BRIEF =>
Render every line of the data below as a JSON list of strings, one string per line, skipping blank lines and leaving out the images.

PROVIDED INFORMATION =>

_____

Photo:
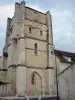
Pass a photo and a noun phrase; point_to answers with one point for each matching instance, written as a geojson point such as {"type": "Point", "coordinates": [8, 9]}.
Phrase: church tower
{"type": "Point", "coordinates": [30, 49]}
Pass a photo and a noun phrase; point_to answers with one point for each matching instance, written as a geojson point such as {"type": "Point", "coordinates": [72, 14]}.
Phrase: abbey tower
{"type": "Point", "coordinates": [30, 53]}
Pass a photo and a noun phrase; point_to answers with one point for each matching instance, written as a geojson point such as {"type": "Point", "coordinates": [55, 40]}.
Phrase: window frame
{"type": "Point", "coordinates": [33, 79]}
{"type": "Point", "coordinates": [36, 49]}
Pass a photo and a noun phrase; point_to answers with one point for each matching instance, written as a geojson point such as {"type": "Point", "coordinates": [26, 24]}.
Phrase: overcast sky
{"type": "Point", "coordinates": [63, 20]}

_____

SOLUTION =>
[
  "Photo:",
  "Pass a photo and a noun phrase; point_to answers with one point for each matching instance, written as a geojson point such as {\"type\": \"Point\", \"coordinates\": [8, 9]}.",
  "Phrase: church tower",
  "{\"type\": \"Point\", \"coordinates\": [30, 49]}",
  "Pass a photo and a noun phrase; point_to answers with one point for each matching instance, written as a geojson point such as {\"type\": \"Point\", \"coordinates\": [72, 14]}.",
  "Phrase: abbey tower",
  "{\"type\": \"Point\", \"coordinates\": [30, 53]}",
  "Pass a photo and a noun phrase; point_to answers with one point for each matching instance, written as a geojson point such as {\"type\": \"Point\", \"coordinates\": [55, 40]}.",
  "Phrase: window frame",
  "{\"type\": \"Point\", \"coordinates\": [33, 79]}",
  "{\"type\": \"Point\", \"coordinates\": [36, 49]}",
  "Pass a photo and a noun phrase; point_to answers with one point for each matching instance, written as a geojson point such as {\"type\": \"Point\", \"coordinates\": [26, 24]}.",
  "Phrase: overcast sky",
  "{\"type\": \"Point\", \"coordinates\": [63, 20]}"
]